/---

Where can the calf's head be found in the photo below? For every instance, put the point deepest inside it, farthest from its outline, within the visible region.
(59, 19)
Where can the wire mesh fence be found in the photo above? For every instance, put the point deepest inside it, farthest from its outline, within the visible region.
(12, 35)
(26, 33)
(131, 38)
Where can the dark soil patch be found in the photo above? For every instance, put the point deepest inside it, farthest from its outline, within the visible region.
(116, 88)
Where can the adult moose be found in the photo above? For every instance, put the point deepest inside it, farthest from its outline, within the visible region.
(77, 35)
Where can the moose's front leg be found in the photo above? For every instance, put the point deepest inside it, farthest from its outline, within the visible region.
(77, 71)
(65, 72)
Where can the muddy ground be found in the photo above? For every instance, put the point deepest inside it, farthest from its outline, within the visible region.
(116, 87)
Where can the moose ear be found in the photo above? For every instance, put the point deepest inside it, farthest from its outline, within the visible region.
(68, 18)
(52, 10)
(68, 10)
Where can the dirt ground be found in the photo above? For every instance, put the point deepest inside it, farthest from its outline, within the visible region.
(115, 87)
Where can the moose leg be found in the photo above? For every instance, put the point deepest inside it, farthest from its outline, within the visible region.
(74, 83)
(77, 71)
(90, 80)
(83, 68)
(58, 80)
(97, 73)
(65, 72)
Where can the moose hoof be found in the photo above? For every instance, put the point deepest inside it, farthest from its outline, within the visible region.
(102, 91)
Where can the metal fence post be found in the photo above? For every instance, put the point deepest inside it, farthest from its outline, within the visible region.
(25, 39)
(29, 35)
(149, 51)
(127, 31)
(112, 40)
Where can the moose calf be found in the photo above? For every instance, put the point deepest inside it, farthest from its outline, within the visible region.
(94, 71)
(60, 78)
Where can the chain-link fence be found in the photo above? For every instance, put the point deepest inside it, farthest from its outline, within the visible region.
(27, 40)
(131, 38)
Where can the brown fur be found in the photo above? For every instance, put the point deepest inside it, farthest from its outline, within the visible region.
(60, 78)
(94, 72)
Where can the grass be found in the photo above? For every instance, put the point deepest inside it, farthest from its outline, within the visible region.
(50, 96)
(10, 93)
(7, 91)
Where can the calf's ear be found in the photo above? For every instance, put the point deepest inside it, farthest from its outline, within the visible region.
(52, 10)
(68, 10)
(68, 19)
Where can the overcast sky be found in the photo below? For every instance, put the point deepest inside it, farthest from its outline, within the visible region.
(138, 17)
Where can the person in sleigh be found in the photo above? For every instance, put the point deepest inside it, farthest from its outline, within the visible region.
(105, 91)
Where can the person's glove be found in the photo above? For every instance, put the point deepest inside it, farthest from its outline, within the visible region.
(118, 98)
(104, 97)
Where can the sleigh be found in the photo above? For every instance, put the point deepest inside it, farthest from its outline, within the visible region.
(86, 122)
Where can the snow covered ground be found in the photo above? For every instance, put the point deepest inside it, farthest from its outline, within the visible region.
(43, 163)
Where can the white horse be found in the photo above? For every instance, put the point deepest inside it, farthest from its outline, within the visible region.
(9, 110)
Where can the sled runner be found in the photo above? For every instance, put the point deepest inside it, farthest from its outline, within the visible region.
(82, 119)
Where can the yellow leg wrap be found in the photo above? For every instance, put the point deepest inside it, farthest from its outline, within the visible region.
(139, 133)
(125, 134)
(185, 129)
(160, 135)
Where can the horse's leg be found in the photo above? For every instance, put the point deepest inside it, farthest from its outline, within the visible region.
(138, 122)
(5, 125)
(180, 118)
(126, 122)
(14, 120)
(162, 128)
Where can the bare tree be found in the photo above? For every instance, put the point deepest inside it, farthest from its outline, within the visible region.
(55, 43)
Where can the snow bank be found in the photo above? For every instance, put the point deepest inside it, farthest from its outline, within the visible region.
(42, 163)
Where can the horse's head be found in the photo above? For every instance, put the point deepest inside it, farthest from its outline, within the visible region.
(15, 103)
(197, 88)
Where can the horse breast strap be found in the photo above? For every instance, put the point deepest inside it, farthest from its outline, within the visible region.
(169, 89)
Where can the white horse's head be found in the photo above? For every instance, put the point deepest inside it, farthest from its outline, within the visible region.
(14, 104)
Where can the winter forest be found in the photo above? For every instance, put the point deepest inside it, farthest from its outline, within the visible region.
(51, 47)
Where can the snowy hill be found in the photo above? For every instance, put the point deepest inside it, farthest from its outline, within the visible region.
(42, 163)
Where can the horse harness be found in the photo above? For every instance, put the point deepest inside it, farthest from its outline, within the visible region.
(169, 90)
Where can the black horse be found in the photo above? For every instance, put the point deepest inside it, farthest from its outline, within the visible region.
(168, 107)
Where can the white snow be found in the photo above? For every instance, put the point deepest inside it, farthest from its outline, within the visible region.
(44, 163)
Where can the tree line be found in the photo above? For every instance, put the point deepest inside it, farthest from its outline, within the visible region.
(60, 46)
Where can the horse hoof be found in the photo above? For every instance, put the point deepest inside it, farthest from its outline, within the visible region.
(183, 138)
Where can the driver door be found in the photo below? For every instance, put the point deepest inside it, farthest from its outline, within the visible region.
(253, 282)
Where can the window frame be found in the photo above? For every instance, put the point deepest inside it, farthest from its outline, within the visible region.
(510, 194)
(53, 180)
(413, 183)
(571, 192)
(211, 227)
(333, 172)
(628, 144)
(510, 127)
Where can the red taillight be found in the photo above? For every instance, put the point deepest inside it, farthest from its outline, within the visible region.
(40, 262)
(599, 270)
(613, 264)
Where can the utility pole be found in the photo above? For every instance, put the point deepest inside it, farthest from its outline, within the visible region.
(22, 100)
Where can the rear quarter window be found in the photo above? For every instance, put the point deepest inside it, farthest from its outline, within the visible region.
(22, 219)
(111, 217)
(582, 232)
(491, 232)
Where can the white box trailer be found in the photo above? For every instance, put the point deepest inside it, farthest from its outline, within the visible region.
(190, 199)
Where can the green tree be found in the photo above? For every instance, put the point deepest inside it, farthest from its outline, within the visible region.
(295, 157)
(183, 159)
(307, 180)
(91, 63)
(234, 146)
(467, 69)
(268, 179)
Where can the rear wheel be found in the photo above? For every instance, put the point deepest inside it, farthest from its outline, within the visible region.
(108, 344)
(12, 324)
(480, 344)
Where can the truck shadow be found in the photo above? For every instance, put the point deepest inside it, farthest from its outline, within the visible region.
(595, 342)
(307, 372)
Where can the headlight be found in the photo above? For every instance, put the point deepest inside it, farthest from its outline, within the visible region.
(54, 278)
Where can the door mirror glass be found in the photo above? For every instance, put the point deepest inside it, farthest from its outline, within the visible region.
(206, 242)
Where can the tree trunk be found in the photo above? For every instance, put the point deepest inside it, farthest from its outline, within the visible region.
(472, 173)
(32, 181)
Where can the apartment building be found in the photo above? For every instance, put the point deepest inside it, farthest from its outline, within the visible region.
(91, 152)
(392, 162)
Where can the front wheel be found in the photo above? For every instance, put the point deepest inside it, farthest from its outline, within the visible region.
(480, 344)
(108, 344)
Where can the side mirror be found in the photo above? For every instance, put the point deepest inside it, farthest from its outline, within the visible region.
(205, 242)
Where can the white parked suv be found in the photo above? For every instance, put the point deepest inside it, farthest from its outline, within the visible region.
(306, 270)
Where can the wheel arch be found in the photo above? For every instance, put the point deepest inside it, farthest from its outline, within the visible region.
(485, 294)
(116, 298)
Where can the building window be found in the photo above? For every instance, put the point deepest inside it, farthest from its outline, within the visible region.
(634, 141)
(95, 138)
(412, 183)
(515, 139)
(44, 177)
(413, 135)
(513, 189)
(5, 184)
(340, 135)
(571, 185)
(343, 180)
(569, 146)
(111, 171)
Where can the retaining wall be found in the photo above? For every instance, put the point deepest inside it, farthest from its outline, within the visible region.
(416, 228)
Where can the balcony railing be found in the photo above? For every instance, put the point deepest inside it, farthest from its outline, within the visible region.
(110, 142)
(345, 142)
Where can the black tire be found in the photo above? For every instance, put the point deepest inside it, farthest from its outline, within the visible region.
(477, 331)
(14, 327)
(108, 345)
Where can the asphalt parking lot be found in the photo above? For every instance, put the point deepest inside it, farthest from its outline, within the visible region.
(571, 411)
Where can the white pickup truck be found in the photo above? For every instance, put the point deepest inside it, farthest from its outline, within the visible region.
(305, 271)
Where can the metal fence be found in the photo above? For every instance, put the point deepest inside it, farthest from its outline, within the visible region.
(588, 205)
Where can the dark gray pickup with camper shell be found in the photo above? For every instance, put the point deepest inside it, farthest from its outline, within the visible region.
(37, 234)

\---
/---

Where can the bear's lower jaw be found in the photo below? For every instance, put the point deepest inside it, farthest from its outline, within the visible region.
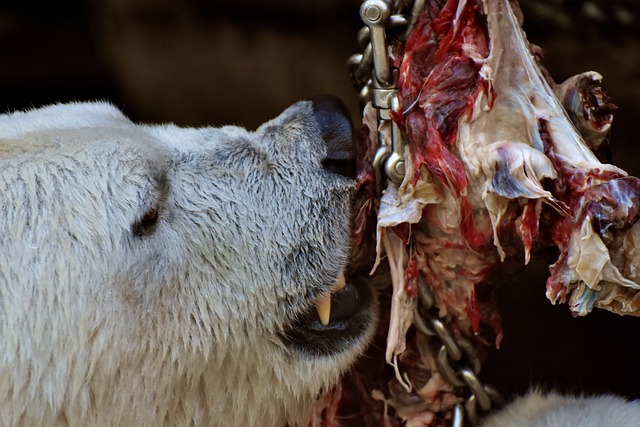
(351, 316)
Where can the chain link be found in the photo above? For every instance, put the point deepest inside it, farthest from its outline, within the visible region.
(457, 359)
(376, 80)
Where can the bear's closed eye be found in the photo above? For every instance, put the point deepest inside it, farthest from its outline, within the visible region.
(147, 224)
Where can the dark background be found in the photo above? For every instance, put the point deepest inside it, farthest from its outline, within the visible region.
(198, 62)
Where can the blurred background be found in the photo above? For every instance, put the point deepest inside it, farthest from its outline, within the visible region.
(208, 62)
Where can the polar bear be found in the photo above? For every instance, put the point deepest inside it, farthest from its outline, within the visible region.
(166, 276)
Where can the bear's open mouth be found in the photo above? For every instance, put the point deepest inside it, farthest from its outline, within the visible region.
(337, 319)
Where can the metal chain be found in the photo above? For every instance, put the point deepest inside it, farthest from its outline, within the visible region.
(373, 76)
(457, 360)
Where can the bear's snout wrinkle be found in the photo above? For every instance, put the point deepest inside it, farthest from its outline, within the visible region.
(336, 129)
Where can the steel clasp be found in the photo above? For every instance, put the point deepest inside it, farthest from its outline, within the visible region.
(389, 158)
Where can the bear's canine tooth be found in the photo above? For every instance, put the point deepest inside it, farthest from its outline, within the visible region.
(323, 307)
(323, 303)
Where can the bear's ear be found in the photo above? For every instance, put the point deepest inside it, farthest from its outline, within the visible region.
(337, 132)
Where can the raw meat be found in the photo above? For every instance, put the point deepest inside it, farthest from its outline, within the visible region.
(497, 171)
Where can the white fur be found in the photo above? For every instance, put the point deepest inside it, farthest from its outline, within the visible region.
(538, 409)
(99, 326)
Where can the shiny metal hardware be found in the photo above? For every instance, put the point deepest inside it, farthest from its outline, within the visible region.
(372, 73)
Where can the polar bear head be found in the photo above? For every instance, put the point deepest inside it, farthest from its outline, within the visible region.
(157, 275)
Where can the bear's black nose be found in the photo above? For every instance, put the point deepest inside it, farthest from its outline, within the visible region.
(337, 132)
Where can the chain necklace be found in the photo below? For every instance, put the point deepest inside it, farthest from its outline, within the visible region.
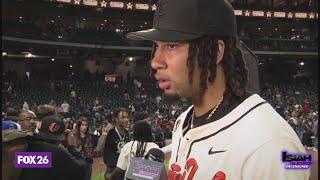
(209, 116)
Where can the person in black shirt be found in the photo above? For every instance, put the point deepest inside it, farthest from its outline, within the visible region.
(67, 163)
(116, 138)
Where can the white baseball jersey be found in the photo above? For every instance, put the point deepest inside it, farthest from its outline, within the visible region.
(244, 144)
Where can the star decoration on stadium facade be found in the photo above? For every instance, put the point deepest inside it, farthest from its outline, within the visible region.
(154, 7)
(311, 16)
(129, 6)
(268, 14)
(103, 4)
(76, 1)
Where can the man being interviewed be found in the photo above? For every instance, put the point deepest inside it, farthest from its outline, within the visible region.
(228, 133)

\---

• **What you are asked to do**:
Select every line in the entries that contains the word "door" and copy each one out.

• **Exercise answer**:
Where can the driver door be found in the photo below? For every instance, put the point deepest inside it, farthest from its outline, within the visible region.
Where can the door mirror glass be found in the photo above? For every instance, put the point deepest inside it, farthest from its outline, within the visible region.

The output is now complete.